* TEXT EXCERPT *
+-------+
Thus our groups' adage: "If there is such strong opposition to something, you need to propose an alternative."
The economic impact used for justifying expansion at reliever airports is just a relocation of current businesses to other suburban areas — it's just "robbing Peter to pay Paul." It is another faulty premise that one state/city needs to be pitted against the other to "capture" economic growth when all growth benefits the collective body regardless of where it is located within the same state or region.
An underdeveloped regional airline network
Studies by the University of Minnesota and the Government Accountability Office (GAO) have identified an underdeveloped regional airline network in Minnesota that has led to capacity issues at Minneapolis-St. Paul International Airport (MSP). The Minnesota Department of Transportation (MnDOT) recommended that other regional airports be developed so they could absorb additional demand for air service.
We believe there should be a statewide aviation planning group/committee/agency that plans for growth in the state's northwest area, its southern area and the area to the northeast. This is the only way capacity issues at MSP can be addressed in the future. This means: Northwest (St. Cloud), south (Rochester) and the northeast (Duluth). All of these "areas" could be considered to be the state's regional intermediate airports (with the length of runways 5,001 feet long or longer; St. Cloud has a 7,000-foot runway). There is no need to have another intermediate airport or airports in the metro's seven-county area.
Currently the very small Twin City Metro Area under MAC's jurisdiction has one major airport, one intermediate airport and five minor airports. The metro area is saturated with options for aviation use. All of these six "reliever" airports are located within a radius of just about 10- to 15-miles from the Twin Cities' MSP major airport hub.
+-------+
* INFORMATION PROVIDED *
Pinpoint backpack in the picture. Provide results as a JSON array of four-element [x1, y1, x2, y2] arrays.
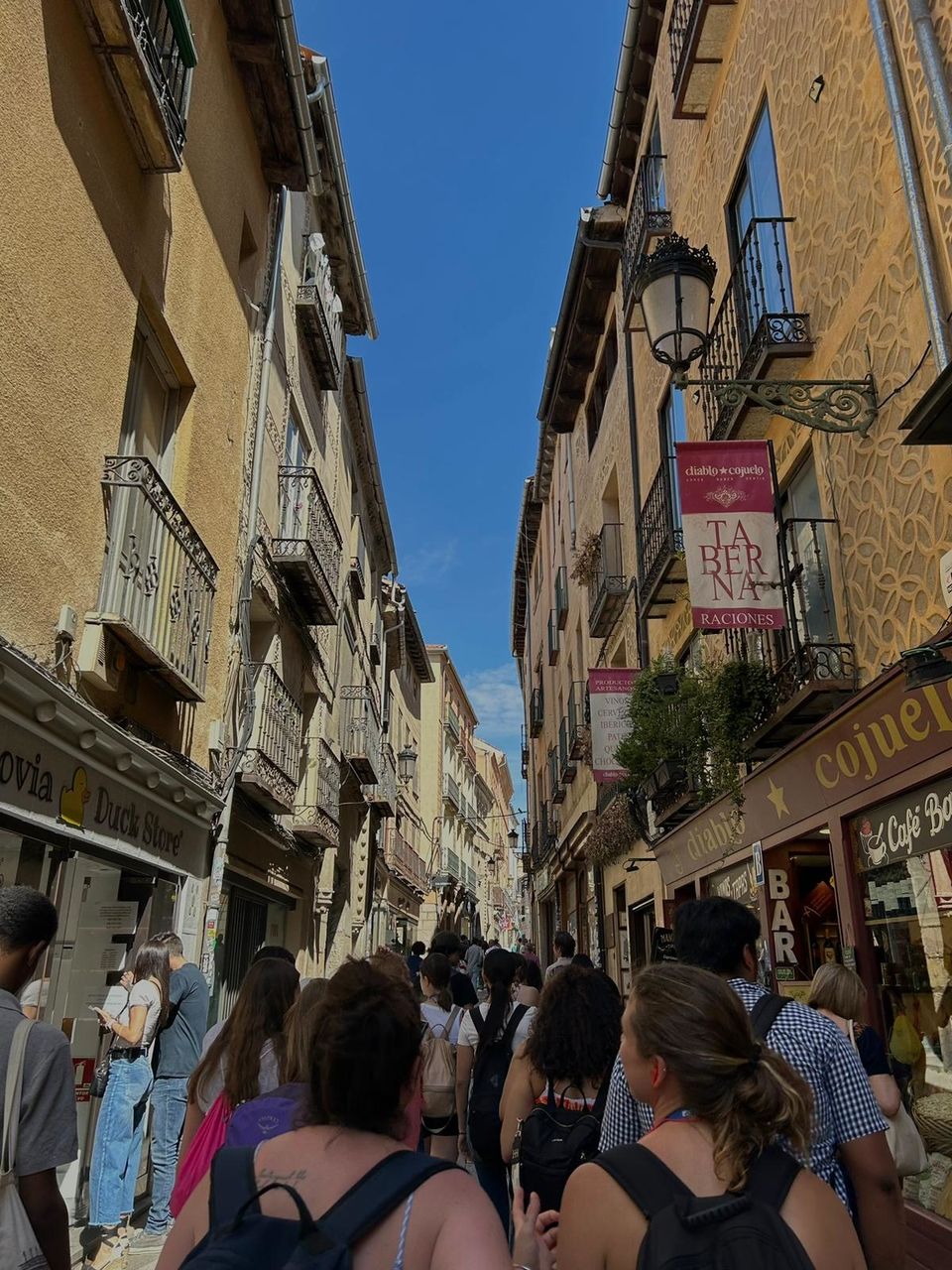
[[513, 1080, 608, 1212], [594, 1146, 812, 1270], [181, 1147, 456, 1270], [466, 1006, 528, 1165], [420, 1006, 462, 1121]]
+-------+
* PROBLEMS *
[a] Render this sentence from the Minnesota aviation text in Spanish: "There is no need to have another intermediate airport or airports in the metro's seven-county area."
[b] From the Minnesota aviation text, extract the passage from "Currently the very" up to and including "major airport hub.".
[c] Condense the paragraph of the Minnesota aviation text that opens "We believe there should be a statewide aviation planning group" into a bulleted list that keeps its main facts.
Work only from the Minnesota aviation text, not the material.

* ANSWERS TO EACH TASK *
[a] No hace falta tener otro u otros aeropuertos intermedios en el área de siete condados de la zona metropolitana.

[b]
Currently the very small Twin City Metro Area under MAC's jurisdiction has one major airport, one intermediate airport and five minor airports. The metro area is saturated with options for aviation use. All of these six "reliever" airports are located within a radius of just about 10- to 15-miles from the Twin Cities' MSP major airport hub.

[c]
- A statewide aviation planning group, committee or agency should plan for growth in the state's northwest, southern and northeast areas.
- This is the only way to address future capacity issues at MSP.
- The three areas are St. Cloud (northwest), Rochester (south) and Duluth (northeast).
- All three could be considered the state's regional intermediate airports, with runways of 5,001 feet or longer. St. Cloud has a 7,000-foot runway.
- No additional intermediate airport is needed in the metro's seven-county area.